[Excerpts from a dataset]
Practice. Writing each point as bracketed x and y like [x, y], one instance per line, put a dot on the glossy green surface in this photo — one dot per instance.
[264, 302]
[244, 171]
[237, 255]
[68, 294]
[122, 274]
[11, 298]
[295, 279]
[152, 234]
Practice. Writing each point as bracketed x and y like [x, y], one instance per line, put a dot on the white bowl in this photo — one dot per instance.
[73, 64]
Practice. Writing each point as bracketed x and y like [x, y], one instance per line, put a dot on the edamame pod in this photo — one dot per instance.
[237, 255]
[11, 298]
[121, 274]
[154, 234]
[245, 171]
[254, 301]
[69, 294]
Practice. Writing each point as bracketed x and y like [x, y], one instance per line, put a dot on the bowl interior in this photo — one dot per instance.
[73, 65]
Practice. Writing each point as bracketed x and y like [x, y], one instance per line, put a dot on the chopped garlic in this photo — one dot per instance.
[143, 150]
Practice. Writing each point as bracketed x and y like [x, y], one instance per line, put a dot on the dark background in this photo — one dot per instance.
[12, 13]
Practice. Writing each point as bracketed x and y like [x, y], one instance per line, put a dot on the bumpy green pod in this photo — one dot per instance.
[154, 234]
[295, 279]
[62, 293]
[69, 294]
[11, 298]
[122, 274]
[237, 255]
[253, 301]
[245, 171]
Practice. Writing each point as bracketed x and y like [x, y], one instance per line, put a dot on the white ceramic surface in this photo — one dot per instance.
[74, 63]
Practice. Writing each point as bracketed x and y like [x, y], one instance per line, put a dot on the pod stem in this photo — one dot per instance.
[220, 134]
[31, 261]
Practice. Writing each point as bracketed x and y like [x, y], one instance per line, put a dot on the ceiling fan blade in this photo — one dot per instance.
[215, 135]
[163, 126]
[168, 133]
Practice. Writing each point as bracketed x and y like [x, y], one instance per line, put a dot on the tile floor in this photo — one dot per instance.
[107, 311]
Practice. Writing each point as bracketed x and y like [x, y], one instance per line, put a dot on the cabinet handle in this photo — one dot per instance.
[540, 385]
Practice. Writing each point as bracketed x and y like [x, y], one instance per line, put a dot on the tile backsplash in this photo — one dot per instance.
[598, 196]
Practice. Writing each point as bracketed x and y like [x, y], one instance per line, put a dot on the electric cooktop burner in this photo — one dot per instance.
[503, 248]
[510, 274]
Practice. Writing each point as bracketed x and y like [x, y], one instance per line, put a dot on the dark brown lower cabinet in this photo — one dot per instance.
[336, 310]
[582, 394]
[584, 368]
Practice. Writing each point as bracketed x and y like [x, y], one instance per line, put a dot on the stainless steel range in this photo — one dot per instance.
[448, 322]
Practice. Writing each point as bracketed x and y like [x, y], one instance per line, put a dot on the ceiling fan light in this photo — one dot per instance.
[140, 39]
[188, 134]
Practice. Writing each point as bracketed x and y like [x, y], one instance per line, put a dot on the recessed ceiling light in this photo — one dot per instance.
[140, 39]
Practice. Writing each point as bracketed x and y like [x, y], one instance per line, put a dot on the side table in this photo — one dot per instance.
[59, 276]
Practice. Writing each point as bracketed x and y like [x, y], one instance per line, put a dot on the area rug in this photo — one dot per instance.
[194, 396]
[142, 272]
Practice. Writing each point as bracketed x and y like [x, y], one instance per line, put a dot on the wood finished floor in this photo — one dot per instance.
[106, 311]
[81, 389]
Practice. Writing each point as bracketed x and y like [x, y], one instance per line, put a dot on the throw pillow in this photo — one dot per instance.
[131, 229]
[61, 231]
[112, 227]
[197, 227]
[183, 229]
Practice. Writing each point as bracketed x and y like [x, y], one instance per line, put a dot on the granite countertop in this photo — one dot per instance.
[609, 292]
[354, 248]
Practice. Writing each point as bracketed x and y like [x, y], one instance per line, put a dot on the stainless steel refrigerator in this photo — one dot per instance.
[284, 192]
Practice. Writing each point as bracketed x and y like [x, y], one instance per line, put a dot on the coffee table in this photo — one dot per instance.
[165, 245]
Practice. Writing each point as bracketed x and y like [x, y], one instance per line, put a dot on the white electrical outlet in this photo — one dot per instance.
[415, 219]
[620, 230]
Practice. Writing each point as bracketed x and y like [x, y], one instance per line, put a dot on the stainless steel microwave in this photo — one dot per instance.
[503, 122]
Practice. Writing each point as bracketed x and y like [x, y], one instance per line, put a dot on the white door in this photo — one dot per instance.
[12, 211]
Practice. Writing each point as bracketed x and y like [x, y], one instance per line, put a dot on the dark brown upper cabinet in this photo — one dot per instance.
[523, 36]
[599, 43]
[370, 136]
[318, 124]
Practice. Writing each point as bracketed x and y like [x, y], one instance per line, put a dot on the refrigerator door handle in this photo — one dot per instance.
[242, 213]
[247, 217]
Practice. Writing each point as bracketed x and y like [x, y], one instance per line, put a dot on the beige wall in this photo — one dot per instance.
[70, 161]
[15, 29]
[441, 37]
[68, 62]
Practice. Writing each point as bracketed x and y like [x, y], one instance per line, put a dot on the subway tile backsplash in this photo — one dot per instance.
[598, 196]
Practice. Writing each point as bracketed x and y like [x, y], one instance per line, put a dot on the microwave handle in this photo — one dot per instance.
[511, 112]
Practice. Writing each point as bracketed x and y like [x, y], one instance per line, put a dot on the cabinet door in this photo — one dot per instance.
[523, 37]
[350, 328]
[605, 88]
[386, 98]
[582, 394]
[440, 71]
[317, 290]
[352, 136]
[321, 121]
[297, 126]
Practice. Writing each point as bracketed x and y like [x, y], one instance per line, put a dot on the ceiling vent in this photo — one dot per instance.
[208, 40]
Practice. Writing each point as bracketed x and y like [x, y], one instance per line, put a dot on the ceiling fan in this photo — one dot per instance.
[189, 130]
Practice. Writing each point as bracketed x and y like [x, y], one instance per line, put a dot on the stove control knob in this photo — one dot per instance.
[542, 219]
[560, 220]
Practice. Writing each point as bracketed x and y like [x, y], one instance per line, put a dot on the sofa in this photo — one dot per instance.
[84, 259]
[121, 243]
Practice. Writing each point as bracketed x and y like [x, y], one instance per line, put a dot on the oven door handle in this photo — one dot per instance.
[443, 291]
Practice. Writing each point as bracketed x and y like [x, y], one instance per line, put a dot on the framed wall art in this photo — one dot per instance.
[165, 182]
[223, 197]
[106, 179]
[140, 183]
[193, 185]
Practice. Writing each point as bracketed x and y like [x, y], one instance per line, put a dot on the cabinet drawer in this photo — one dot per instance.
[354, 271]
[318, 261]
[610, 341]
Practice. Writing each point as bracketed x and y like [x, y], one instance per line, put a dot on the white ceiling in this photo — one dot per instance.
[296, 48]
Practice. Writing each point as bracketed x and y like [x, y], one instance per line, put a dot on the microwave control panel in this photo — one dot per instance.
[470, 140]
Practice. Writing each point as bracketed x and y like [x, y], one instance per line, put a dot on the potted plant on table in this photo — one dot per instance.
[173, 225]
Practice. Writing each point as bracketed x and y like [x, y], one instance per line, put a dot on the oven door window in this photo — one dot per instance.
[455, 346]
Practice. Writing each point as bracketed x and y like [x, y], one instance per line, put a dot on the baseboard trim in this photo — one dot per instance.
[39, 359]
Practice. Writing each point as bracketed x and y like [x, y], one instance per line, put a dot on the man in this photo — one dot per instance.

### About this task
The response should be an exact copy of every line above.

### Answer space
Practice. Writing each point as bracketed x and y like [x, y], one instance per line, put a dot on the glossy green surface in this photo — one dot per instance.
[264, 302]
[244, 171]
[237, 255]
[68, 294]
[122, 274]
[11, 298]
[295, 279]
[152, 234]
Practice. Writing each point as bracketed x and y like [x, y], one instance per line, put a dot on the white bowl in this photo — one dot per instance.
[73, 64]
Practice. Writing each point as bracketed x and y like [x, y], one instance per line, put a dot on the edamame pod in this photo — one dot per instance.
[237, 255]
[11, 298]
[121, 274]
[154, 234]
[245, 171]
[254, 301]
[69, 294]
Practice. Writing each point as bracketed x and y like [x, y], one instance per line, put a dot on the bowl interior in this photo — one dot per instance.
[73, 65]
Practice. Writing each point as bracketed x and y like [x, y], one instance per line, put a dot on the chopped garlic in this photo — one dot per instance.
[143, 150]
Practice. Writing each point as bracketed x and y like [x, y], one instance per line, put a dot on the dark background in this photo — one dot per instance.
[12, 13]
Practice. Writing each point as bracketed x and y like [x, y], one instance per line, put a dot on the bumpy green pod in this photo — one dot per instance.
[154, 234]
[295, 279]
[62, 293]
[69, 294]
[11, 298]
[122, 274]
[237, 255]
[253, 301]
[245, 171]
Practice. Writing each point as bracketed x and y like [x, y], one instance per line, put a dot on the white ceramic surface in this photo — one dot per instance.
[74, 63]
Practice. Writing each point as bracketed x and y like [x, y], one instance per line, put a dot on the pod stem in this photo — one dot per instance.
[220, 134]
[31, 261]
Practice. Writing each point as bracketed x and y like [x, y], one instance per line, put a dot on the ceiling fan blade in this photo — one dot per instance.
[215, 135]
[163, 126]
[168, 133]
Practice. Writing each point as bracketed x and y like [x, y], one instance per line, put a dot on the tile floor in this photo — one dot per instance.
[107, 311]
Practice. Writing each point as bracketed x and y like [x, y], one instance per line, put a dot on the cabinet handle in this photo — one dot per instance.
[540, 385]
Practice. Writing each point as bracketed x and y like [x, y], one instance per line, put a dot on the tile backsplash in this photo — one dot per instance.
[598, 196]
Practice. Writing each point as bracketed x and y like [x, y], one instance per line, put a dot on the electric cooktop burner in this photo — one dot per instance.
[503, 248]
[510, 274]
Practice. Writing each point as bracketed x and y like [x, y], one instance per line, put a dot on the dark brown lower cabinet in this photo — one dot per instance.
[336, 310]
[582, 394]
[584, 368]
Practice. Writing each point as bracketed x and y like [x, y], one instance per line, put a dot on the stainless steel range in this photo — one dot per instance.
[448, 322]
Practice. Writing each point as bracketed x and y like [x, y], one instance per line, put a dot on the ceiling fan light in this photo — one dot per instance.
[140, 39]
[188, 134]
Practice. Writing each point as bracketed x and y like [x, y], one instance per line, put a dot on the recessed ceiling light in this photo — one dot per instance.
[140, 39]
Practice. Writing each point as bracketed x and y like [x, y], one instance per line, put a dot on the side table in this photo — one dot per instance.
[59, 276]
Practice. Writing each point as bracketed x and y like [x, y], one instance per line, put a dot on the area rug in this photo — one dot per instance.
[194, 396]
[142, 272]
Practice. Writing each point as bracketed x and y like [x, y], one instance per line, put a dot on the wood finished floor in this photo — one dot per instance.
[106, 311]
[81, 389]
Practice. Writing each point as bracketed x and y like [x, y], one instance per line, put a dot on the throw pillow in this photo — one dot per instance.
[131, 229]
[61, 231]
[112, 227]
[197, 227]
[183, 229]
Practice. Writing each point as bracketed x and y like [x, y], one instance per line, put a dot on the granite countertop in this photo — one dot per instance.
[609, 292]
[354, 248]
Practice. Writing each point as bracketed x and y like [x, y], one instance per line, put a dot on the stainless steel refrigerator in this photo — one dot per instance.
[284, 192]
Practice. Writing each point as bracketed x and y like [x, y], one instance per line, put a dot on the coffee table in this photo — one dot per instance.
[165, 245]
Practice. Writing each point as bracketed x and y like [x, y], one instance per line, put a dot on the white electrical outlet in this photo — one dot per instance.
[415, 219]
[620, 230]
Practice. Writing each point as bracketed x and y like [x, y], one instance per line, put a dot on the stainless steel microwave in this photo — one dot per instance.
[503, 122]
Practice. Writing each point as bracketed x and y like [x, y], one instance per line, put a dot on the white door in this photo — one dot per instance.
[12, 211]
Practice. Writing each point as bracketed x and y like [x, y], one instance per line, put a dot on the dark brown upper cabinet in this photo — one dot per instance.
[523, 36]
[599, 43]
[370, 136]
[318, 124]
Practice. Writing each point as bracketed x and y like [x, y], one instance per line, put a dot on the refrigerator door handle in this photo — one dot per instance.
[242, 213]
[247, 217]
Practice. Writing each point as bracketed x and y like [x, y], one instance per line, put a dot on the beige wall in this photo — one dot per instance.
[70, 161]
[15, 29]
[441, 37]
[68, 62]
Practice. Writing each point as bracketed x and y like [x, y], one instance per line, put a dot on the subway tile backsplash in this photo — one dot per instance.
[598, 196]
Practice. Writing each point as bracketed x and y like [x, y], one instance per line, put a dot on the microwave handle in this photo — one dot per instance.
[511, 112]
Practice. Writing each point as bracketed x and y like [x, y], one instance per line, put a dot on the cabinet door in this photo — one dot per instance.
[523, 37]
[350, 328]
[605, 88]
[386, 98]
[582, 394]
[440, 71]
[317, 290]
[352, 136]
[321, 121]
[297, 126]
Practice. Writing each point as bracketed x and y like [x, y], one instance per line, put a dot on the ceiling vent in this photo — one dot per instance.
[208, 40]
Practice. Writing each point as bracketed x and y like [x, y], one instance per line, put a dot on the ceiling fan in this photo — one dot per instance.
[189, 130]
Practice. Writing each point as bracketed x and y like [x, y], one instance per line, put a dot on the stove control knob in this photo — one dot per instance.
[542, 219]
[560, 220]
Practice. Writing each point as bracketed x and y like [x, y], one instance per line, put a dot on the sofa in this photo — one dot per instance.
[84, 259]
[121, 243]
Practice. Writing each point as bracketed x and y like [x, y], one instance per line, put a dot on the oven door handle in this photo — one dot per instance.
[443, 291]
Practice. Writing each point as bracketed x and y like [x, y], one instance per line, put a dot on the framed wall art in this photo — one dot per instance.
[165, 182]
[223, 197]
[106, 179]
[140, 183]
[193, 185]
Practice. Writing each point as bracketed x and y like [x, y], one instance per line, put a dot on the cabinet drawer in this photo — one dot per instance.
[354, 271]
[318, 261]
[610, 341]
Practice. Writing each point as bracketed x and y like [x, y], one instance per line, put a dot on the white ceiling in this photo — one dot per instance.
[296, 48]
Practice. Writing each point as bracketed x and y like [x, y], one instance per line, put a dot on the microwave control panel in this photo — one dot per instance.
[470, 140]
Practice. Writing each point as bracketed x and y like [x, y], one instance per line, put a dot on the potted plant on table in this photo — one dot per instance.
[173, 225]
Practice. Writing each point as bracketed x and y like [x, y], one instance per line, put a dot on the oven door window in this photo — one dot per instance.
[455, 346]
Practice. Writing each point as bracketed x and y like [x, y], one instance per line, put a dot on the baseboard trim in this photo — one dot per instance.
[39, 359]
Practice. Writing each point as bracketed x and y like [x, y], one instance per line, put a dot on the man in this photo — one dot per instance.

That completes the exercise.